--- Begin ---
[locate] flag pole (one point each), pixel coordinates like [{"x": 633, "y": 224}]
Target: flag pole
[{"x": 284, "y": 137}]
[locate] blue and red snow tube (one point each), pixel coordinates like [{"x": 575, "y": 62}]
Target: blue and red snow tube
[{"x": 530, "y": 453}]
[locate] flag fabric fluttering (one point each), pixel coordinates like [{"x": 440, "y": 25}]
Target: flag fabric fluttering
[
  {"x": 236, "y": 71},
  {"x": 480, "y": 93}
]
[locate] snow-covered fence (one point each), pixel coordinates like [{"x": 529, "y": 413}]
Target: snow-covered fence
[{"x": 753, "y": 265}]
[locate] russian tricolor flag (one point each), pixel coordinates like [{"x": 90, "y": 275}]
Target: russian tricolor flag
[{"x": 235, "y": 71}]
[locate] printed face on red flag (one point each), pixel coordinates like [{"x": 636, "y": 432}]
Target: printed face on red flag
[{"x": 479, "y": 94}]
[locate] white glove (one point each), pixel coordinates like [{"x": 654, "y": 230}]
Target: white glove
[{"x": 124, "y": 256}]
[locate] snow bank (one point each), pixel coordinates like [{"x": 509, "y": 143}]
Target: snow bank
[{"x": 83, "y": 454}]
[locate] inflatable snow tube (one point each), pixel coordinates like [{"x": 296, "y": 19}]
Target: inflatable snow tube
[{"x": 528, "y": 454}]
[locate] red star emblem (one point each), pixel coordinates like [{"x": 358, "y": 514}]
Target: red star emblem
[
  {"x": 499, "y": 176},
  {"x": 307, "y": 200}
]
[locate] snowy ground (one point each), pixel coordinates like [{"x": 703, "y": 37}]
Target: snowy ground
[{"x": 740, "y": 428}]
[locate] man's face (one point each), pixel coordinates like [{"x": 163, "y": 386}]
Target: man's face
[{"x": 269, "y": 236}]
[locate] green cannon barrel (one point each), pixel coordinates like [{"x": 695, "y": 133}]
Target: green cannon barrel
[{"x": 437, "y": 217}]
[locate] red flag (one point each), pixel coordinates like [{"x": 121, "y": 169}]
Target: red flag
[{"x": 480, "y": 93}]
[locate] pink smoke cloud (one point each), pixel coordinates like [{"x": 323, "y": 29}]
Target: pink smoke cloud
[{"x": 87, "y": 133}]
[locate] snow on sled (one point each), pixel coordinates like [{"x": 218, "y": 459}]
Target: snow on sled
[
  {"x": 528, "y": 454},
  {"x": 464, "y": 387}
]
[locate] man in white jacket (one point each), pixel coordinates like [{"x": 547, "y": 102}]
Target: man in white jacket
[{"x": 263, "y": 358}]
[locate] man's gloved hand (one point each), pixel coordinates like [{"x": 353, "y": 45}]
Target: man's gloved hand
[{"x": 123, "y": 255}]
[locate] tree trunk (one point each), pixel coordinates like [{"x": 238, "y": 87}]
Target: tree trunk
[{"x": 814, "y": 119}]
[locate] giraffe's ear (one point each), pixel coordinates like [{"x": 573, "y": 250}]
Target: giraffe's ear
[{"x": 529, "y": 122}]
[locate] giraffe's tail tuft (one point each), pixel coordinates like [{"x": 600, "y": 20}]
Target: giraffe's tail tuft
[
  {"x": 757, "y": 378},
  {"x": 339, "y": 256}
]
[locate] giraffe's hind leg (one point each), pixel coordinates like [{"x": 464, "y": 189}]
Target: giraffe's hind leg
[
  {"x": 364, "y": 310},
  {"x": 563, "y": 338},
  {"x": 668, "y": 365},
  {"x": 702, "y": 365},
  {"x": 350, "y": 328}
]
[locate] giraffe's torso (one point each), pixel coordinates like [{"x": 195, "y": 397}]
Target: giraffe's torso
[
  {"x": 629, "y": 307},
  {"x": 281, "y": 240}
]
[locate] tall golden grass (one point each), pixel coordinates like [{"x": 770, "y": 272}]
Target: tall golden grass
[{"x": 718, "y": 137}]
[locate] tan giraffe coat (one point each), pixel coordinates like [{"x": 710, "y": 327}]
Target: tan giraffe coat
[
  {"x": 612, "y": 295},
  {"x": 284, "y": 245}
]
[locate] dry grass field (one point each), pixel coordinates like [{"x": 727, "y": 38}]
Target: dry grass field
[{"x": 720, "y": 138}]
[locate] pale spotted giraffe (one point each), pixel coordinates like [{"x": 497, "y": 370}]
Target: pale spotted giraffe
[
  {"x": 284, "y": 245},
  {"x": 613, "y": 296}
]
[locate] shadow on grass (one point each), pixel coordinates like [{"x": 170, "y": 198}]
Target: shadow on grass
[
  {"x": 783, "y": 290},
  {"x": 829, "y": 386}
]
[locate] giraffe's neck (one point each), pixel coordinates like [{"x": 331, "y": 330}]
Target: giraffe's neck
--- End ---
*PROBLEM DETAILS*: Copy all of the lines above word for word.

*WORKED ANSWER*:
[locate] flag pole (one point each), pixel coordinates like [{"x": 633, "y": 224}]
Target: flag pole
[{"x": 284, "y": 137}]
[locate] blue and red snow tube (one point each), pixel coordinates like [{"x": 575, "y": 62}]
Target: blue and red snow tube
[{"x": 530, "y": 453}]
[locate] flag fabric fluttering (one point each), pixel coordinates like [{"x": 440, "y": 25}]
Target: flag fabric fluttering
[
  {"x": 236, "y": 71},
  {"x": 480, "y": 93}
]
[locate] snow-covered fence (one point each), pixel coordinates like [{"x": 529, "y": 413}]
Target: snow-covered fence
[{"x": 753, "y": 265}]
[locate] russian tricolor flag (one point each), pixel coordinates like [{"x": 90, "y": 275}]
Target: russian tricolor flag
[{"x": 235, "y": 71}]
[locate] printed face on red flag (one point each), pixel coordinates like [{"x": 636, "y": 432}]
Target: printed face on red flag
[{"x": 479, "y": 94}]
[locate] white glove (one point each), pixel coordinates like [{"x": 654, "y": 230}]
Target: white glove
[{"x": 124, "y": 256}]
[locate] snow bank (one point each), pixel coordinates like [{"x": 509, "y": 143}]
Target: snow bank
[{"x": 83, "y": 454}]
[locate] inflatable snow tube (one point each), pixel coordinates like [{"x": 296, "y": 19}]
Target: inflatable snow tube
[{"x": 528, "y": 454}]
[locate] red star emblem (one point each), pixel coordinates like [{"x": 358, "y": 514}]
Target: red star emblem
[
  {"x": 499, "y": 176},
  {"x": 307, "y": 200}
]
[locate] snowy ground (one point each), pixel coordinates like [{"x": 703, "y": 37}]
Target: snowy ground
[{"x": 740, "y": 428}]
[locate] man's face (one point each), pixel coordinates like [{"x": 163, "y": 386}]
Target: man's face
[{"x": 269, "y": 236}]
[locate] green cannon barrel (one point each), pixel coordinates like [{"x": 695, "y": 133}]
Target: green cannon barrel
[{"x": 437, "y": 217}]
[locate] red flag (one point each), pixel coordinates like [{"x": 121, "y": 169}]
Target: red flag
[{"x": 480, "y": 93}]
[locate] pink smoke cloud (one point each), pixel coordinates like [{"x": 323, "y": 29}]
Target: pink smoke cloud
[{"x": 87, "y": 133}]
[locate] snow on sled (one point each), pixel coordinates like [{"x": 218, "y": 459}]
Target: snow on sled
[
  {"x": 528, "y": 454},
  {"x": 464, "y": 387}
]
[locate] man in white jacket (one point each), pixel coordinates like [{"x": 547, "y": 102}]
Target: man in white jacket
[{"x": 263, "y": 358}]
[locate] man's gloved hand (one point each), pixel coordinates like [{"x": 353, "y": 45}]
Target: man's gloved hand
[{"x": 123, "y": 255}]
[locate] tree trunk (one point each), pixel coordinates like [{"x": 238, "y": 87}]
Target: tree trunk
[{"x": 814, "y": 119}]
[locate] giraffe's ear (one point each), pixel coordinates like [{"x": 573, "y": 250}]
Target: giraffe's ear
[{"x": 529, "y": 122}]
[locate] giraffe's tail tuft (one point each), pixel coordinates like [{"x": 600, "y": 20}]
Target: giraffe's tail tuft
[
  {"x": 757, "y": 378},
  {"x": 339, "y": 256}
]
[locate] giraffe's hind leg (one point each), pixel coordinates like [{"x": 464, "y": 189}]
Target: giraffe's hind leg
[
  {"x": 364, "y": 310},
  {"x": 563, "y": 338},
  {"x": 668, "y": 365},
  {"x": 702, "y": 365},
  {"x": 350, "y": 328}
]
[locate] giraffe's torso (one point each), pixel coordinates like [{"x": 195, "y": 397}]
Target: giraffe's torso
[
  {"x": 629, "y": 307},
  {"x": 281, "y": 240}
]
[locate] tall golden grass (one point each), pixel coordinates like [{"x": 770, "y": 272}]
Target: tall golden grass
[{"x": 718, "y": 137}]
[locate] tan giraffe coat (one point each), pixel coordinates like [{"x": 710, "y": 327}]
Target: tan giraffe coat
[
  {"x": 612, "y": 295},
  {"x": 284, "y": 245}
]
[locate] dry grass field (one point each), pixel coordinates like [{"x": 727, "y": 38}]
Target: dry grass field
[{"x": 720, "y": 138}]
[locate] pale spotted giraffe (one point each), pixel coordinates like [{"x": 497, "y": 370}]
Target: pale spotted giraffe
[
  {"x": 284, "y": 245},
  {"x": 613, "y": 296}
]
[locate] shadow on grass (one point each), pixel coordinates like [{"x": 170, "y": 198}]
Target: shadow on grass
[
  {"x": 783, "y": 290},
  {"x": 829, "y": 386}
]
[locate] giraffe's neck (one point each), pixel coordinates like [{"x": 331, "y": 330}]
Target: giraffe's neck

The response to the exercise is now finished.